# Start of Listed records

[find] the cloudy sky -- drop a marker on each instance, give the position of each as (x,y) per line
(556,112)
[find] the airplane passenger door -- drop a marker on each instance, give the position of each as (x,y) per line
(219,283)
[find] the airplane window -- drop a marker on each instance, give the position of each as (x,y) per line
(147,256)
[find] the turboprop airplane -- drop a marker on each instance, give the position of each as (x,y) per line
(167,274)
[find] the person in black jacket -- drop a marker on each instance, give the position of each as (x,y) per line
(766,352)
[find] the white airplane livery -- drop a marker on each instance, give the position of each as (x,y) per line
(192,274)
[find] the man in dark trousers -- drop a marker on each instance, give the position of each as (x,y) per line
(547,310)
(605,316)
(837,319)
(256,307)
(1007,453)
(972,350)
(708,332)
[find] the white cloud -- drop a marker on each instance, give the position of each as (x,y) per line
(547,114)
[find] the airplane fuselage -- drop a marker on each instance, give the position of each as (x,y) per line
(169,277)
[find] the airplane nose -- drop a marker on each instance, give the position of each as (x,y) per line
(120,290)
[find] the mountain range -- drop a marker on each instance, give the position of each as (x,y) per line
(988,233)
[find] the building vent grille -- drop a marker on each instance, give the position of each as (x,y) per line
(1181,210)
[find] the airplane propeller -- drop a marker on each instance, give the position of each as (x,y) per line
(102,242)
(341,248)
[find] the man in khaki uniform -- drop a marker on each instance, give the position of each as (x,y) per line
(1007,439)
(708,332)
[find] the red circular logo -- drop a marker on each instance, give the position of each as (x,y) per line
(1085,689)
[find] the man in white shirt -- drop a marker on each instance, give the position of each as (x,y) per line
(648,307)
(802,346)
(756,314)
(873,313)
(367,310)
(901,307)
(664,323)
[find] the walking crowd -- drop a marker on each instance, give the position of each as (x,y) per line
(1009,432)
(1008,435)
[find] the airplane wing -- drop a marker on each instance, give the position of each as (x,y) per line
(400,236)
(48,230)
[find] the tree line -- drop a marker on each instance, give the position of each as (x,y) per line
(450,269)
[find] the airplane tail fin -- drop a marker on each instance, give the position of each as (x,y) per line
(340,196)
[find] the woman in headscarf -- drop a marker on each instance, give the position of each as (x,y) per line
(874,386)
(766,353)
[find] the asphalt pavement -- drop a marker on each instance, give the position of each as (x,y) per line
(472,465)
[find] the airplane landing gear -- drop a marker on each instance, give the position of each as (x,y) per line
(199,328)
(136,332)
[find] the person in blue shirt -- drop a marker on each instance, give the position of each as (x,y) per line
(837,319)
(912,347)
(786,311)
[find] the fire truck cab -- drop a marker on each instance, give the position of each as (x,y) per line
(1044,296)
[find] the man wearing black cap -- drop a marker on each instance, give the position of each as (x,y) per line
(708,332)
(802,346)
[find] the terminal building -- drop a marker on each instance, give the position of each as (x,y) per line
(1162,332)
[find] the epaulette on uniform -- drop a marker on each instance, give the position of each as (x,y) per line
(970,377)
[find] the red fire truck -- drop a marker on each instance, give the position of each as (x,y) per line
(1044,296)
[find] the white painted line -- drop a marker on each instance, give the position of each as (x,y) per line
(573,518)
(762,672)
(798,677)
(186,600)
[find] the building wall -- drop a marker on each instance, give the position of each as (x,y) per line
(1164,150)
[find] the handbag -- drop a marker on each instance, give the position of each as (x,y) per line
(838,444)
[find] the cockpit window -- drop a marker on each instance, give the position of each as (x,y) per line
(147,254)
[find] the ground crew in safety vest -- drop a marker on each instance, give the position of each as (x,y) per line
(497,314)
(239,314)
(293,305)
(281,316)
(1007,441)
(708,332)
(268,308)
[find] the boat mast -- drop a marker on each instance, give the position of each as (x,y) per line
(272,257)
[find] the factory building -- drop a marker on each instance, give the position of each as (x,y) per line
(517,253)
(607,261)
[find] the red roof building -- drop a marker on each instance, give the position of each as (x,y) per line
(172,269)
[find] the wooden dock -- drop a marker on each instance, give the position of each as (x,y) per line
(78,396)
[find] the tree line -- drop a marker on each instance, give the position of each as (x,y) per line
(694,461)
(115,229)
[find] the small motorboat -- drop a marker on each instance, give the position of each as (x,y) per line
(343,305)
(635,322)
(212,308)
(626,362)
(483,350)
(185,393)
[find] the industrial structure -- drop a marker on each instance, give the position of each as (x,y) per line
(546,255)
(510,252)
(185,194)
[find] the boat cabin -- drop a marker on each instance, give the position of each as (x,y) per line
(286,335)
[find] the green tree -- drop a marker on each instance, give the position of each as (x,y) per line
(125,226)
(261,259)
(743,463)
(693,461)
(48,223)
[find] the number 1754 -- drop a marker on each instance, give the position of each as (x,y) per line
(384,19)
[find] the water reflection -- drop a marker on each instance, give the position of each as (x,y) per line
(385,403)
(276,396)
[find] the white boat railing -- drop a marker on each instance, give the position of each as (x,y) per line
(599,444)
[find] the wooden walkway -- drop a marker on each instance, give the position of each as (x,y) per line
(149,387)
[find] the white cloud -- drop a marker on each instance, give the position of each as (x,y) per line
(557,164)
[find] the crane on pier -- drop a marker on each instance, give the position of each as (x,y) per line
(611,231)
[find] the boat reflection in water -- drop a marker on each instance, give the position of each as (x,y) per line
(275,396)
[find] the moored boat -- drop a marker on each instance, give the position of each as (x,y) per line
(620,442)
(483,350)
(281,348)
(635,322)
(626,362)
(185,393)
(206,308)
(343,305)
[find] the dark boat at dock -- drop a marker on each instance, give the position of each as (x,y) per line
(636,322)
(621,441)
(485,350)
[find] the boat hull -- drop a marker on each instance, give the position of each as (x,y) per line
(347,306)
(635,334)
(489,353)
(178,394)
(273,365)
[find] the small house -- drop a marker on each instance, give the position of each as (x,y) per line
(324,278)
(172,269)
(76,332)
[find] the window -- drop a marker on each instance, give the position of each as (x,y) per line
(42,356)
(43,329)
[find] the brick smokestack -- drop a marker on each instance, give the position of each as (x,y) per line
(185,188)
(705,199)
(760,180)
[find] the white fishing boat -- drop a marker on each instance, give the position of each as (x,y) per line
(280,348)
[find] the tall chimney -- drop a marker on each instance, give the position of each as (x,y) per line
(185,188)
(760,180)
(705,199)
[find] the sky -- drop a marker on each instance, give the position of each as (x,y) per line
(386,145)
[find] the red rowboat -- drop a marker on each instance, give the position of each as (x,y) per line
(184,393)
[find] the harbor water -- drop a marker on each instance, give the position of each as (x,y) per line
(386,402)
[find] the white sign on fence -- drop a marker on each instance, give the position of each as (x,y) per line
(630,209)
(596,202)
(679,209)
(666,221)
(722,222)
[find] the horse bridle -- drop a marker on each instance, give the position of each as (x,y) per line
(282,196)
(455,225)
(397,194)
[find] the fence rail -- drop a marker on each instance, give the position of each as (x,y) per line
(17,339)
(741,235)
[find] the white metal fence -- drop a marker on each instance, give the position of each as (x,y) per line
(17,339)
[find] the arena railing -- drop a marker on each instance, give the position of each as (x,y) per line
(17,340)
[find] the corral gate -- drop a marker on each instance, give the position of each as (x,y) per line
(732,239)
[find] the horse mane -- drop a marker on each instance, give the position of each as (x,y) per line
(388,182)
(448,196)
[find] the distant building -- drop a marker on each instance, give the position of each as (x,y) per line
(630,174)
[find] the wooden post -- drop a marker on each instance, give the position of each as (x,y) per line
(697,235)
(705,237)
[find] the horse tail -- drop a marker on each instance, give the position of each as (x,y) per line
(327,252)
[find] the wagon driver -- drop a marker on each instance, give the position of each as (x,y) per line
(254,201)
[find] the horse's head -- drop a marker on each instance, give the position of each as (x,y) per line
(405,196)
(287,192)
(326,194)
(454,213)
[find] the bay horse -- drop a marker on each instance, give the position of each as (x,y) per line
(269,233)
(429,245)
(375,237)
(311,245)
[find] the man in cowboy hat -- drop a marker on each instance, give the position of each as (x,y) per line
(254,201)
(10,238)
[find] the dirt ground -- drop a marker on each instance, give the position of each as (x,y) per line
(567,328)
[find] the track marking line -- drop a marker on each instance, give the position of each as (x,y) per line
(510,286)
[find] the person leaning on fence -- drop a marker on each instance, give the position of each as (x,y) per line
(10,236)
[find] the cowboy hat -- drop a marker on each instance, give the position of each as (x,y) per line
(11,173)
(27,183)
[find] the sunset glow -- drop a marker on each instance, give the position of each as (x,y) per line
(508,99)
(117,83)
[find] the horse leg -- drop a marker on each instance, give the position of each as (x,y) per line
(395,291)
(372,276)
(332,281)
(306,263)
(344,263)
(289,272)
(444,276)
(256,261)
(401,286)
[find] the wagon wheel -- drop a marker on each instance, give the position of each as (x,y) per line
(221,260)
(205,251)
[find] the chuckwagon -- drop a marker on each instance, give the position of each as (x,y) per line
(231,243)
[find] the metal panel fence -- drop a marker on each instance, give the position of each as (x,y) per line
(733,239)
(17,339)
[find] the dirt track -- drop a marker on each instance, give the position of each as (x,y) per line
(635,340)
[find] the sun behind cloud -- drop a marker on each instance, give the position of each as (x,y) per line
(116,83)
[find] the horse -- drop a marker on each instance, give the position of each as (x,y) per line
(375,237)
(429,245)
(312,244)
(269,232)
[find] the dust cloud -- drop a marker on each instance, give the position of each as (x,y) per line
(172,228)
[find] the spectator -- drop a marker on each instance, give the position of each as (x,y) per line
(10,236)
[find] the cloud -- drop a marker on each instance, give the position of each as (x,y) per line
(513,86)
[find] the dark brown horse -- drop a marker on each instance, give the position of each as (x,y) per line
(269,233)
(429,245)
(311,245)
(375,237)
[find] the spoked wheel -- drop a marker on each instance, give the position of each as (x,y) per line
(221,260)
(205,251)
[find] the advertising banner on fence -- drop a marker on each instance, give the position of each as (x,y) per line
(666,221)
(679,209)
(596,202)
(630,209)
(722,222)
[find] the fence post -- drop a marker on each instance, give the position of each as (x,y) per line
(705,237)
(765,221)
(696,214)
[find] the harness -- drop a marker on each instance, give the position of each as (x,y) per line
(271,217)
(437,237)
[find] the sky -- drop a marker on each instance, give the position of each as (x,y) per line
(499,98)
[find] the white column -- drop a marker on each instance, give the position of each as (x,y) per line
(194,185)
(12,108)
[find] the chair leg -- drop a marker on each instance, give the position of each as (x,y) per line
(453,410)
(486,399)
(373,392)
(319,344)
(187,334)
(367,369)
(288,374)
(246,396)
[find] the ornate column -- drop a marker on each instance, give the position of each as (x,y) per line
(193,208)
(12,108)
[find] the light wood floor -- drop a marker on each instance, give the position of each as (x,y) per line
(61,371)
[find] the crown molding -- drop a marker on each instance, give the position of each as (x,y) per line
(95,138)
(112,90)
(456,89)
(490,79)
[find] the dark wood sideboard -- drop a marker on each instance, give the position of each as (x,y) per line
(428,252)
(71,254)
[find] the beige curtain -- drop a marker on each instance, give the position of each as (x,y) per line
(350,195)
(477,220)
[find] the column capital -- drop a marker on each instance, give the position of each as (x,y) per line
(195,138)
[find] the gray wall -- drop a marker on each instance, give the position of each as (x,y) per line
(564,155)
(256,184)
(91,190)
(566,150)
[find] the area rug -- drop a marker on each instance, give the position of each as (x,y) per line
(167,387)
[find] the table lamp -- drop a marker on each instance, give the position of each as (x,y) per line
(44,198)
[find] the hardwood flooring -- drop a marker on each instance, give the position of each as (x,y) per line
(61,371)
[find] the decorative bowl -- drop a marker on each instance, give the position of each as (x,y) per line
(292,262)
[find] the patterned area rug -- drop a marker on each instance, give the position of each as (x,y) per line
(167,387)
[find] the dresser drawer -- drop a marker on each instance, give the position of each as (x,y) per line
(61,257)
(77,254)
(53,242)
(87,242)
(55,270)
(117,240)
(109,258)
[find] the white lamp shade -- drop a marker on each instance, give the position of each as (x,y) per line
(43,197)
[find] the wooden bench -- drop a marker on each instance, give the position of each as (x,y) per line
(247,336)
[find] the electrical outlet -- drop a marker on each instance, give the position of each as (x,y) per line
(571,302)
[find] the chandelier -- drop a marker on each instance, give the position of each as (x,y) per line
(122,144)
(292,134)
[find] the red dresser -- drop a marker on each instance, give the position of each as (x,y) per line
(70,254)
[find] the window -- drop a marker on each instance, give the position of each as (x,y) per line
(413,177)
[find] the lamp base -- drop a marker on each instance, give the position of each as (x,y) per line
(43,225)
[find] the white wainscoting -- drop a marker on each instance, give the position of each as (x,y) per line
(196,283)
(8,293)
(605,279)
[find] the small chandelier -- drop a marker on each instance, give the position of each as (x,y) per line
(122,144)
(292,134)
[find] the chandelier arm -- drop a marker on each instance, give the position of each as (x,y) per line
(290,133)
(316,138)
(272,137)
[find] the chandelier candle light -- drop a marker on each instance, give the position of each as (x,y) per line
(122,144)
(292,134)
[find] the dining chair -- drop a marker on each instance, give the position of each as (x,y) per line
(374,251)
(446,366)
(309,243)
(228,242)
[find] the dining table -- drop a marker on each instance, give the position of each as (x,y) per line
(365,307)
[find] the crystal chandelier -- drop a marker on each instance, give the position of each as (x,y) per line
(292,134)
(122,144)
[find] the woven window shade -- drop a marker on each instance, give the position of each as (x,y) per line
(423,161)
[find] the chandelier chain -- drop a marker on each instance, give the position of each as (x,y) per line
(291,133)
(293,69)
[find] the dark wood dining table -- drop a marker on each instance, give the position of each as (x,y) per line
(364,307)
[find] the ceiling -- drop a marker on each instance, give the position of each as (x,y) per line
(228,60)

# End of Listed records

Given task: Set down, word for word, every line from the line that holds "[find] the dining chair" to the end of the entries above, including both ends.

Task output:
[find] the dining chair -- drop a marker on each instance, give the position of each as (x,y) per line
(374,251)
(446,366)
(309,243)
(228,242)
[find] the dining table -- drop a marker on each instance, give the position of each as (x,y) per line
(365,307)
[find] the crystal chandelier -- drop a marker on each instance, give the position of each as (x,y) per line
(292,134)
(122,144)
[find] the woven window shade -- drop a marker on each instance, give the position of each as (x,y) per line
(423,161)
[find] the chandelier chain -- drop a marker on each instance, give the position of each as (x,y) per line
(291,133)
(293,69)
[find] the dark wood dining table -- drop a marker on each instance, give the position of each as (x,y) per line
(364,307)
[find] the ceiling -- drop a marker on each instance, give the position of each as (x,y) per line
(228,60)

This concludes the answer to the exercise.